*** Opening of PAGE EXTRACT ***

10 People You Didn’t Know Came to America in the Mayflower

10 People You Didn’t Know Came to America in the Mayflower

Larry Holzwarth - March 14, 2018

10 People You Didn’t Know Came to America in the Mayflower
A mid-twentieth century postcard depicts the Aldens of Plymouth Plantation. Boston Public Library

John Alden

Mayflower was provisioned as were all ships of the time for a long voyage, with a supply of salted meat, ship’s biscuit, and water. It also contained a liberal amount of beer, as water kept in wooden casks quickly became tainted to the point of being undrinkable. These supplies were all stored in wooden barrels which required constant care by the ship’s cooper. It was the cooper who supervised the ship’s hold and rotated the barrels, examining them for evidence of rot. John Alden was Mayflower’s cooper, coming aboard ship in Southampton. He may have been from the port of Harwich, but his story is unknown prior to coming aboard the ship.

It is possible that Alden joined the voyage with the original intent of remaining in the New World, but he was hired as part of the ship’s crew by its Captain, Christopher Jones. He was not a Separatist and was unknown to any of the expedition when he came aboard, but it is possible he was familiar to Jones as an experienced seaman. During the voyage he became friendly with Miles Standish and others of the Separatists, and at some point he decided that he would remain with them rather than return to England in Mayflower the following year.

As such, he was a signatory to the Mayflower Compact, signed in November of 1620. He joined in some of the exploratory trips during the winter to various sites ashore, and helped scout the placement of the artillery which the Separatists had the foresight to bring with them. Within a few weeks of arrival it was evident to Captain Jones that his ship would have to winter in Cape Cod Bay as nearly half of his crew became ill with the same contagious illness which had begun to ravage his passengers. The illness which killed so many during that winter aboard ship has never been accurately diagnosed, but by then all of the travelers were showing signs of scurvy as well.

*** Close of PAGE EXTRACT ***
*** Opening of RECORDED INFORMATION ***

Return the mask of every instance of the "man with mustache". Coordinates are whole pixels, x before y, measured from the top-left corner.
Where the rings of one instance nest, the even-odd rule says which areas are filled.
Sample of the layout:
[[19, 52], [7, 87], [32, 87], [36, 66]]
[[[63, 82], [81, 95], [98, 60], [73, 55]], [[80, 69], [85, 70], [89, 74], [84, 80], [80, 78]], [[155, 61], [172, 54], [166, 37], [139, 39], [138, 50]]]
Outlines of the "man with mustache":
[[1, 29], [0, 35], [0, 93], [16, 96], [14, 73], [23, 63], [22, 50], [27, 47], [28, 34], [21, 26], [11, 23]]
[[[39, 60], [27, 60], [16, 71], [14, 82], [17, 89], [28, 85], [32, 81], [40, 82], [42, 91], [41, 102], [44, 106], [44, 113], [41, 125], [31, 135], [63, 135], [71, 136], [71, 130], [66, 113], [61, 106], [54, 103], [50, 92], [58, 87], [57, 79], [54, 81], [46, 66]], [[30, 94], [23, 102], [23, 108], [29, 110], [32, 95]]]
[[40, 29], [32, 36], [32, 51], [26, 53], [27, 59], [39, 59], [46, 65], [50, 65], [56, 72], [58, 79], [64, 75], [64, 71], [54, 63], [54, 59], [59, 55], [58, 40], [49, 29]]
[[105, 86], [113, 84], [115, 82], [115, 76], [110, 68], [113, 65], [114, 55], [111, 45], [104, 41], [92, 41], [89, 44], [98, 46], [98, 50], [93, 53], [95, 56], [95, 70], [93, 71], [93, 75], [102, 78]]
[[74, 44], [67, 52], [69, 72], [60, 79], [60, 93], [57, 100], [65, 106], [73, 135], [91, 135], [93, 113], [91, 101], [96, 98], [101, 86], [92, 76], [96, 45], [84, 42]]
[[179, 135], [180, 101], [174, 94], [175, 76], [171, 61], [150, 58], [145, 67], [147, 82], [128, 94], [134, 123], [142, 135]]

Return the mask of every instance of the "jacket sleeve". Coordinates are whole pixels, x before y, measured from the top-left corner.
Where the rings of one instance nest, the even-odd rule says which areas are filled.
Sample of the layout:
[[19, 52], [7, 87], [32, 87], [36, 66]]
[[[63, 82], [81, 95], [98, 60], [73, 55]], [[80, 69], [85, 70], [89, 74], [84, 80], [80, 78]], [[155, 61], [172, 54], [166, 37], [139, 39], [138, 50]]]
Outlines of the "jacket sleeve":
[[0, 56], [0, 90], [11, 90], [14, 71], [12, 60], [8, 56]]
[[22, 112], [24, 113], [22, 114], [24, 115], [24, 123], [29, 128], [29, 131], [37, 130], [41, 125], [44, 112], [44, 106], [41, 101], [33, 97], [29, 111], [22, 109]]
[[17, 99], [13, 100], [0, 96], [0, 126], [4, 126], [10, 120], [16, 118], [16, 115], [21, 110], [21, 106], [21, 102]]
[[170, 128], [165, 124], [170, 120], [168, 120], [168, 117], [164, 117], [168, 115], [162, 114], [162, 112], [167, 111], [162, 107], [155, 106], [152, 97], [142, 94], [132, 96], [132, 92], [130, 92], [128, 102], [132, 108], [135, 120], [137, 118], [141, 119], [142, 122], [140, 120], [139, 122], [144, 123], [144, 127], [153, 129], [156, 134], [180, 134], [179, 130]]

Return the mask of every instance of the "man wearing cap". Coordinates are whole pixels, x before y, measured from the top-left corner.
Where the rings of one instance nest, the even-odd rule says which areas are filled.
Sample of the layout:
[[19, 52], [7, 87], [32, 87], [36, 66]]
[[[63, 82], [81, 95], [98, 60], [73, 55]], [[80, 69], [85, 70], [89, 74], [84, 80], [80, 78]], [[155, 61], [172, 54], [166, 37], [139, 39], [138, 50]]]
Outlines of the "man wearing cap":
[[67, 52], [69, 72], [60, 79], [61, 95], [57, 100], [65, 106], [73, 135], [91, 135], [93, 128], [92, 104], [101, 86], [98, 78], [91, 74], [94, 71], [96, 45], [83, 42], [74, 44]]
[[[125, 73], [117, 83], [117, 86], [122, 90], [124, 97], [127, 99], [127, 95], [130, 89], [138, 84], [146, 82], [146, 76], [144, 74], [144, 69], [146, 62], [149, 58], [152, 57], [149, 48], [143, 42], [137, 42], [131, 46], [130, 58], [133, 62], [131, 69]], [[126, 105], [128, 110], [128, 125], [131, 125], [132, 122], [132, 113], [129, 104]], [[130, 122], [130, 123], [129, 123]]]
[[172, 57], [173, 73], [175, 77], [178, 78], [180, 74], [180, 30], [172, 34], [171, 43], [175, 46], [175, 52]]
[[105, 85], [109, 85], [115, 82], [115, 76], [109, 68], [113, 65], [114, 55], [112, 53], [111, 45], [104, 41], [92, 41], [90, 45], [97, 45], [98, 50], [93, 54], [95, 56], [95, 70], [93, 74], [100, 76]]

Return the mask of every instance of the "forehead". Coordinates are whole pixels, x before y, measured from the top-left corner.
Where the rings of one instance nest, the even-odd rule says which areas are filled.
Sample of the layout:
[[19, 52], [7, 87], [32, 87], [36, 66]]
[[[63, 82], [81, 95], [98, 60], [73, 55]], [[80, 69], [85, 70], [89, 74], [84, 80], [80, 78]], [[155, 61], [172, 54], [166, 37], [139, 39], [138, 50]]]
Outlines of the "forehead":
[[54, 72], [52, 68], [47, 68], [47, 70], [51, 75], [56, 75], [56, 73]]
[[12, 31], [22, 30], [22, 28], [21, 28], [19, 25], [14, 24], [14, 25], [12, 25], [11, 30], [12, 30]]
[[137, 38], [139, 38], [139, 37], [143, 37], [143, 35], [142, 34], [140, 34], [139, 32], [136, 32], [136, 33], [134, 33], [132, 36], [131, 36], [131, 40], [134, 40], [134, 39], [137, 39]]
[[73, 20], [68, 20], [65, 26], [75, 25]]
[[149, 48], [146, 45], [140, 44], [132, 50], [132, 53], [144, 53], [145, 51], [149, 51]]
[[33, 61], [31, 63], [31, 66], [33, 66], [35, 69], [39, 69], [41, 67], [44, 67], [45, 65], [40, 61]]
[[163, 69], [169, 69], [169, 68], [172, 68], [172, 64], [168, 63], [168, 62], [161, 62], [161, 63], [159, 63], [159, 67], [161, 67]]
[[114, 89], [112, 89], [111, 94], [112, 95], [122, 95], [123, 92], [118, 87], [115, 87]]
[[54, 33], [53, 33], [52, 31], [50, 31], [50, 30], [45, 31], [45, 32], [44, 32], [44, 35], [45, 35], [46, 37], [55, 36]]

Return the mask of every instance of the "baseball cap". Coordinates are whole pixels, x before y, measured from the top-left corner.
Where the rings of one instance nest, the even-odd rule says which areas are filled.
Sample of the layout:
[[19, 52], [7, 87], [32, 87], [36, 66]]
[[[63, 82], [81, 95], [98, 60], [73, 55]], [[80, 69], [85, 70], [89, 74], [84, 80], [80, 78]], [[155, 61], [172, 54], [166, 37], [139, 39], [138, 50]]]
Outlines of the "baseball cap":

*** Close of RECORDED INFORMATION ***

PROBLEMS AND TASKS:
**a)** In the Mayflower article, what job did John Alden hold aboard the ship?
**b)** Pick up the Mayflower article after its last sentence and keep writing it.
The data has no connection to the Mayflower article.

ANSWERS BY TASK:
**a)** He was the ship's cooper.

**b)**
By the time the Pilgrims went ashore in the spring of 1621 only 53 of them were still alive. Temporary huts were quickly erected and Mayflower’s holds emptied of the supplies, tools and weapons brought by the colonists, its weight replaced by stones brought from shore to ballast the ship. Mayflower departed for England on April 5, 1621. By that time the only surviving unmarried woman of marriageable age in the colony was Priscilla Mullins. Whether Longfellow’s poem is true or not, Alden and Mullins were married in the spring of 1622. During the course of their marriage they had ten children.

Alden served in several positions of authority in Plymouth, including assistant governor, treasurer, and as a member of the Duxbury militia formed by Miles Standish. The rival Massachusetts Bay Colony arrested him in 1634, for a fight in which he was not involved. The Bay colonists arrested Alden because he was the highest Plymouth official they could lay their hands on. He was released through the intervention of the governor. John Alden died in Duxbury in September 1687, the last of the Mayflower Pact signatories. One of his sons, John Alden Jr, was later tried for practicing witchcraft at Salem, but managed to survive the hysteria and publish an account of the trial.